REQUIREMENT 1: According to the GYRO liquidation write-up, what end date does management currently estimate for the liquidation?
REQUIREMENT 2: List every dollar amount given in the GYRO liquidation write-up.

EXTRACTED TEXT:
····················

Current price: $19.6
Expected Liquidation Value: $25.20 (reduced to $15+)
Upside: 28% (IRR of 8% or greater)
Expiration Date: December 2021
This idea was shared by Dave.
GYRO’s liquidation commenced nearly a decade ago and is still proceeding, albeit at a glacial pace. In management’s defense, they have been seeking value-add modifications to the company’s remaining two properties prior to disposing of them, which has slowed the process significantly.
However, a recent sale agreement coupled with a conservative management estimate of value portend good shareholder returns if the modifications are ultimately approved.
This is a summary write up. Ample detail can be found in the GYRO filings if you wish to dig deeper.
Summary of Opportunity
- GYRO is liquidating and management currently estimates a 12/31/21 end date.
- Management’s estimate of Net Asset Value, pro forma for a recently (8/29/19) announced agreement, is $20.20.

····················

SUPPLIED RECORDS:
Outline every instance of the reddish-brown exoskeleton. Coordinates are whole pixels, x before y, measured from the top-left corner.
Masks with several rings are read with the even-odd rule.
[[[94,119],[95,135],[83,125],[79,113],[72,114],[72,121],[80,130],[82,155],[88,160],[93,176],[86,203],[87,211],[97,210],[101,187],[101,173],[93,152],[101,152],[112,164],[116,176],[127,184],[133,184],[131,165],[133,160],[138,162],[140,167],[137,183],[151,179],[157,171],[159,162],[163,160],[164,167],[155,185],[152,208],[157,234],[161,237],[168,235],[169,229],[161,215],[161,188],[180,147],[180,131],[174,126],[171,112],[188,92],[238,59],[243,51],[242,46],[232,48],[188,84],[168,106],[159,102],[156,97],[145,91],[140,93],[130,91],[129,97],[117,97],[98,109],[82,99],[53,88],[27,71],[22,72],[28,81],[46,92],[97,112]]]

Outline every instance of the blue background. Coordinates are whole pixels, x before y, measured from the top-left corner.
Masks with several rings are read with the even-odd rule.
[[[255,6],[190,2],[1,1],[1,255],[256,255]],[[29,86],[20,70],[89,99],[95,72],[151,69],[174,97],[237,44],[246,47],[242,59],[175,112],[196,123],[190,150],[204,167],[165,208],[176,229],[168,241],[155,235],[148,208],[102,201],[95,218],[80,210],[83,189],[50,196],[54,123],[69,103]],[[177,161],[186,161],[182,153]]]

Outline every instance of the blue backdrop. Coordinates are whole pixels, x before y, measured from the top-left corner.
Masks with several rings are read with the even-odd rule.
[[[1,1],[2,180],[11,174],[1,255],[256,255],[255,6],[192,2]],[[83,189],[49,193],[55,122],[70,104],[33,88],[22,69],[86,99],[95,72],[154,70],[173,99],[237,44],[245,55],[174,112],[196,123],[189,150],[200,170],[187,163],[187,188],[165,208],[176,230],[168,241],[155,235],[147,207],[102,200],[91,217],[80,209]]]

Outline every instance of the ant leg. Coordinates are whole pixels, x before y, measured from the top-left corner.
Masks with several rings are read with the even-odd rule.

····················

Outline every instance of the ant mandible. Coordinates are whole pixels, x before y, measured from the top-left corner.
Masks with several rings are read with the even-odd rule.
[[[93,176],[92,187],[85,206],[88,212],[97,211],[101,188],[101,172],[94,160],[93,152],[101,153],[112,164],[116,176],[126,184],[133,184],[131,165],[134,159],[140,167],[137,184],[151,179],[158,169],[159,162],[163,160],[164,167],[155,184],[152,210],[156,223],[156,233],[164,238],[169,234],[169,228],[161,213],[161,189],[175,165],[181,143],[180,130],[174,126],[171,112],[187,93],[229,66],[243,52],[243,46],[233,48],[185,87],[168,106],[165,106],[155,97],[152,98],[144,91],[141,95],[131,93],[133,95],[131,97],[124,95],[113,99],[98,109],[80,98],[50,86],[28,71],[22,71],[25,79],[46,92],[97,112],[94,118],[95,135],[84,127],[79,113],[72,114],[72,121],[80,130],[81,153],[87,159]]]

····················

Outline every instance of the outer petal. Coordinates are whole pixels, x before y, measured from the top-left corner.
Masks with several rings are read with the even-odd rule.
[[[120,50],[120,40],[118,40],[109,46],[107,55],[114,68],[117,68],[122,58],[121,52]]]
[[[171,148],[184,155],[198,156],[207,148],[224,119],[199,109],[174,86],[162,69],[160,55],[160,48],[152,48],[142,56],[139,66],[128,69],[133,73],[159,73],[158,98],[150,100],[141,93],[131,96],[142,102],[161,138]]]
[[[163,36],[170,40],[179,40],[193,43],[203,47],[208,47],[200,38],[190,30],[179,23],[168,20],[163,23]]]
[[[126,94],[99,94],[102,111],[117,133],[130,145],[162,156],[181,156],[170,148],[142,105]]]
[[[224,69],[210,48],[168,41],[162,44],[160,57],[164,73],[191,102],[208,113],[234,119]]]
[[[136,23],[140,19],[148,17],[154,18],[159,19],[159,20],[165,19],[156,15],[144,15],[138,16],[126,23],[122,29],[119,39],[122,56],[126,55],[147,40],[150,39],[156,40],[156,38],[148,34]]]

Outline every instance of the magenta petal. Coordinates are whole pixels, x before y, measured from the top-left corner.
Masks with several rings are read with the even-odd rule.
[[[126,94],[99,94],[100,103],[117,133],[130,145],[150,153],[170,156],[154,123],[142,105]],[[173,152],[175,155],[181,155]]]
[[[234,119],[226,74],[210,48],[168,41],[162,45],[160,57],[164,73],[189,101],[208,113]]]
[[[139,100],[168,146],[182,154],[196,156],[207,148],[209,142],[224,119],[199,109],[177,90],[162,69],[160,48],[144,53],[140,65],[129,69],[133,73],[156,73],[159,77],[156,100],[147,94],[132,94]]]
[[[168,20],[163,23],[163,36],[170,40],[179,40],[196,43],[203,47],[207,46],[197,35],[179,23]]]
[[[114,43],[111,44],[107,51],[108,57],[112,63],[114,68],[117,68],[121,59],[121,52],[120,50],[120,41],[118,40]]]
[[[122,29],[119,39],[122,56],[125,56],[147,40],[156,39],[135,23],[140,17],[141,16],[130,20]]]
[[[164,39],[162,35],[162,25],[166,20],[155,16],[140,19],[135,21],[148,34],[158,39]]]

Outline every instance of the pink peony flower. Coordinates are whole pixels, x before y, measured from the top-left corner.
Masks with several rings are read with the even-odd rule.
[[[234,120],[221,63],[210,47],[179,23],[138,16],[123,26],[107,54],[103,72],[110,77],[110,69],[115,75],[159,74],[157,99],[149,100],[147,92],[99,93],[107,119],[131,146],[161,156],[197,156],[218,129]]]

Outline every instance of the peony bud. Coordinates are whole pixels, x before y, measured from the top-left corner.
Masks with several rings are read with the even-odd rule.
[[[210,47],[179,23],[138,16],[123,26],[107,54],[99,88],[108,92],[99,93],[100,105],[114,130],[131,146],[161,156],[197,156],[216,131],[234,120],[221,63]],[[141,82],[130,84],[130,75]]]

····················

ANSWER AREA 1: 12/31/21

ANSWER AREA 2: $19.6, $25.20, $15+, $20.20